### What is expected:
Pick up the article on India's smart cities initiative after its final sentence and keep writing it.

### Source extract:
########################################
Buildings under construction in the new town of Greater Noida, supposed to relieve congestion in New Delhi and its 17 million inhabitants, in 25 kilometers from there. | CHANDAN KHANNA / AFP

Dreams have never been so far from reality. India wishes to build or to redesign 109 ‘smart cities’ in a huge country where urbanization is rapid and nightmarish. Half of the most polluted cities in the world are Indian and a third of the urban population does not have access to tap water. In Delhi, only 17% of households are connected to the sanitation system.

In other words, the ‘smart cities’ initiative launched by the Indian government in 2015 is extremely ambitious. The aim: ‘To promote cities equipped with basic infrastructures providing all citizens with a decent quality of life, a clean environment and a use of smart solutions’. The government is committed to contributing a total of 6.9 billion Euros to the projects selected but has been careful not to give a precise definition of ‘smart solutions’. The municipal authorities are better placed to decide in function of their economic fabric, their specificity and their geographical situation. As we can read in the document setting out the main orientations of the project, each town ‘must set out its own project, its own vision and its proposal for a smart city, in keeping with the local context, its resources and its ambitions’.

For example, the city of Agra, which is home to the Taj Mahal, wishes to construct a museum devoted to Moghul history to provide support for its tourism industry. Jalandhar, where many Indian athletes come from, wishes to build a city of sport. In Jaipur, located on the edge of the desert, the town-planning scheme focuses on the construction of green buildings, which save energy and harvest rainwater, while in Surat, a coastal town, the priority is on the campaign to reduce the risk of flooding. In India, there is no standard model of smart city. The projects are selected in the context of a nation-wide competition based on the ‘cooperative and competitive federalism’ model dear to the Indian Prime Minister, Narendra Modi. Numerous criteria have been chosen for the selection of the urban projects, including the share of production of solar energy, a minimum of 10%, the attention given to social diversity, the viability of the financial plan or again the level of participation of local residents. Each municipality must present a project for the renovation, reconstruction or creation of a district, while at the same time proposing the setting up of at least one ‘smart’ solution for the town as a whole, for example a traffic management system or the recycling of waste water.
########################################
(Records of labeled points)
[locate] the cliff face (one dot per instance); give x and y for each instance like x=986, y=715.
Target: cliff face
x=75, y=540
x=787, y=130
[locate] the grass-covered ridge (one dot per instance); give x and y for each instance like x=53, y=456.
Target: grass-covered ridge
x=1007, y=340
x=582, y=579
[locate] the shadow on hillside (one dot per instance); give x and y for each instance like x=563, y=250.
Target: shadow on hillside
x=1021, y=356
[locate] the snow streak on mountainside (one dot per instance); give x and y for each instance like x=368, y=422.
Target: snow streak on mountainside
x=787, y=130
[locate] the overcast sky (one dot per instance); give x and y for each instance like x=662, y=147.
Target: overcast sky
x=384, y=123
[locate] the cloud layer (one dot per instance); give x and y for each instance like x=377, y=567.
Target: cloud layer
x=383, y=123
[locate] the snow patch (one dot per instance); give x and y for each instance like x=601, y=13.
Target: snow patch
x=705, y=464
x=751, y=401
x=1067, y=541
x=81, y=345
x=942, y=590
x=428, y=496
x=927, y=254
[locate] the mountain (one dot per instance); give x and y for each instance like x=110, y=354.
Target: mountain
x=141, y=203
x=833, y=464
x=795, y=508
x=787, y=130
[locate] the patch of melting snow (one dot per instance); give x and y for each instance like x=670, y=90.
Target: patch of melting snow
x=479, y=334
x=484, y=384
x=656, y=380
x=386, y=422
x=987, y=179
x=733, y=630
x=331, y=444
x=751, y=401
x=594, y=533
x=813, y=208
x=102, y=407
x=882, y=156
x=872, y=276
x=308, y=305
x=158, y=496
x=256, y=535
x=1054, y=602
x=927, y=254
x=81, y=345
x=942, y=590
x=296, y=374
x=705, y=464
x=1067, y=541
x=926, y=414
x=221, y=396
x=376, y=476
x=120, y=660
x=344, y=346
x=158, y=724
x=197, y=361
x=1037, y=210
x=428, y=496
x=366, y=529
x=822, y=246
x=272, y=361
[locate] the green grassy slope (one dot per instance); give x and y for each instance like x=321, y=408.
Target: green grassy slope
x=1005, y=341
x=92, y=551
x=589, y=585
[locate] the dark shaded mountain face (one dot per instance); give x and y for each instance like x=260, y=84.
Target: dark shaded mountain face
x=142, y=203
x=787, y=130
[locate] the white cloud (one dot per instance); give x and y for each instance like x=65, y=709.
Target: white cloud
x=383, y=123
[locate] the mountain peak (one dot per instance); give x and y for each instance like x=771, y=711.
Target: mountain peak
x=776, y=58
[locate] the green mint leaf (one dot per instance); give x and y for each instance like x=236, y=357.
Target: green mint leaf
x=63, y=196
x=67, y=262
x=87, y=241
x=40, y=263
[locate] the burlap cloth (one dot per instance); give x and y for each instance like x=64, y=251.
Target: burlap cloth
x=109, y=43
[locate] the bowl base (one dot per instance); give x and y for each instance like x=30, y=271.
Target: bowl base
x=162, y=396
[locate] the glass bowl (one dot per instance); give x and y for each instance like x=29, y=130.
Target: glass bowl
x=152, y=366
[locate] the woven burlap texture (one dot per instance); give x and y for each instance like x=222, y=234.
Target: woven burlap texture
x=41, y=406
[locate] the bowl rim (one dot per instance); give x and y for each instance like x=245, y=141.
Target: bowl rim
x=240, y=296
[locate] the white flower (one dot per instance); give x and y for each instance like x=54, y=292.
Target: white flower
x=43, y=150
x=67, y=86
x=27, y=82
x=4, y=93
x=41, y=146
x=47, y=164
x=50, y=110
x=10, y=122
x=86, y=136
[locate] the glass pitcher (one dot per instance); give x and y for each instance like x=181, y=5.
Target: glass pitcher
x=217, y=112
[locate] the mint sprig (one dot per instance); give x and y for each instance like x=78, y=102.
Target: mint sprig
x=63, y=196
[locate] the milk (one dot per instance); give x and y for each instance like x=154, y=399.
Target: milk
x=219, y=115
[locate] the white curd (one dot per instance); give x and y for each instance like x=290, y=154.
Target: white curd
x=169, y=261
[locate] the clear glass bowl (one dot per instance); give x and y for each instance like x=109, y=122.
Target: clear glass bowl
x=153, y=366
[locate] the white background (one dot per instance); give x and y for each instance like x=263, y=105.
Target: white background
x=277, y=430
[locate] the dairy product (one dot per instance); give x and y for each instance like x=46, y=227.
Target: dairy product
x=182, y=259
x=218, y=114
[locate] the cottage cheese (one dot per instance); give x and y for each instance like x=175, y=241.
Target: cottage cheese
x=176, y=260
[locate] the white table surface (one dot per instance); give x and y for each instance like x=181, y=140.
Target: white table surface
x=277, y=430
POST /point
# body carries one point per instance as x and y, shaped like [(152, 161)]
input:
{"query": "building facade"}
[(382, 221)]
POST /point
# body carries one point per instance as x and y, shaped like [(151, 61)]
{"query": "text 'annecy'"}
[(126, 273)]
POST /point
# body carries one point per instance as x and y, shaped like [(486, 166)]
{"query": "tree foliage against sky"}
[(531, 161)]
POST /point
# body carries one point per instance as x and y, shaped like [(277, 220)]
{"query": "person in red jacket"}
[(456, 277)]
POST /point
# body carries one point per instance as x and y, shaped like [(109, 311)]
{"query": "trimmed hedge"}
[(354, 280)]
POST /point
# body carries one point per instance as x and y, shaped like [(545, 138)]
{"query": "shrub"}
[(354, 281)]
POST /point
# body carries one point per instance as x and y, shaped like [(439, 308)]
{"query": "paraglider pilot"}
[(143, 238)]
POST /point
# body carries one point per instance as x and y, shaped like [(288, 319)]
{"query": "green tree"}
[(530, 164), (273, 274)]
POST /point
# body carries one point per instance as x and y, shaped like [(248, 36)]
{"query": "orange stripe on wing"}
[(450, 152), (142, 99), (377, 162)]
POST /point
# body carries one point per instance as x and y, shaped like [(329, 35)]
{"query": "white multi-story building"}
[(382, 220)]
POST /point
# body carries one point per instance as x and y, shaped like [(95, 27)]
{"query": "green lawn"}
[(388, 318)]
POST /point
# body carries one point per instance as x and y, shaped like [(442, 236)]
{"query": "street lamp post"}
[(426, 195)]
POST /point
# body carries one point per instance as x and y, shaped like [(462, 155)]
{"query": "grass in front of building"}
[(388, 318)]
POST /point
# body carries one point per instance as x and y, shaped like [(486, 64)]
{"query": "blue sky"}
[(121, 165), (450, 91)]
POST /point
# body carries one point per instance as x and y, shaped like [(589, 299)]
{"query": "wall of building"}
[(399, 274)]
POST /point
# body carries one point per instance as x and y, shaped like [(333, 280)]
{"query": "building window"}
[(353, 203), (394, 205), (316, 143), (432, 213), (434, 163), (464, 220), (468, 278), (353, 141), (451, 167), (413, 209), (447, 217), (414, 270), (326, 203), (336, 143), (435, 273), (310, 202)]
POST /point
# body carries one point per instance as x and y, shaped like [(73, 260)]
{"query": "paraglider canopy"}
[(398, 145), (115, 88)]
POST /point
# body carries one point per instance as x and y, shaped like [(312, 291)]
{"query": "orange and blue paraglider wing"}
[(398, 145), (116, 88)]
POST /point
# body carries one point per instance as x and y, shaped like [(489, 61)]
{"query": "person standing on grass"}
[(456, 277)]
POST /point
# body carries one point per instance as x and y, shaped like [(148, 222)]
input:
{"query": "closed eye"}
########################################
### Task result:
Requirements in urban investment and infrastructure over the next twenty years are evaluated at 680 billion

Sixty of the 109 towns supported by the projected have already been chosen. In March, only 10% of the 731 projects which had received the definitive go-ahead from the central government had started or were finished. These urban projects constitute a huge market. A memo from the Ministry of Finance, published in June 2015, evaluated the Indian requirements in urban investment and infrastructure over the next twenty years at 680 billion Euros. All the sectors are concerned: from urban mobility to the construction of proper sanitation networks, through to public lighting or the processing of waste. Something to whet the appetites of firms …. as long as they invest. The government wishes to promote public/private partnerships (PPP), a solution which enables public money to be saved and to entrust the project management to a special purpose vehicle (SPV), an agency composed of representatives of the municipality and the investors, shielded from the slow pace and the twists and turns of Indian administration.

Anil Menon, responsible for smart and connected communities at Cisco, the American giant of telecommunications stated in the daily newspaper The Times of India, “Indian cities lack specific objectives. The initiative of a Delhi-Mumbai (Bombay) corridor where the government wishes to develop seven smart cities in six States is progressing because it operates like a private firm where the projects are supervised by a managing director”.

Huge centres of economic production

Neighbourhoods run like firms by managers? The idea has caught on amongst urban planners. Anil Kumar Vaddiraju, a researcher at the Institute for Social and Economic Change in Bangalore, states “The projects have developed at the expense of exclusion. Poor migrants from rural areas are unwelcome. The towns are dominated by a local elite and urban development is concentrated in the giant urban conurbations. Entrusting the management of urban projects to public-private partnerships could accelerate the process of discrimination towards the poorest by transforming the town into huge centres of economic production. In several towns like Indore or Bhubaneswar, some of the shanty towns have been bulldozed and not all the families have been re-housed.

Even if the 109 new cities have to include in their projects the rehabilitation of shanty towns or the inclusion of poor families, the budgets allocated for this purpose are often minimal. In the words of Bhanu Joshi, a researcher at Center for Policy Research in Delhi, the project of creating new towns “does not take into account all those who make up an urban space. Making land profitable by building smart districts is not enough to make a city inclusive, viable or intelligent”.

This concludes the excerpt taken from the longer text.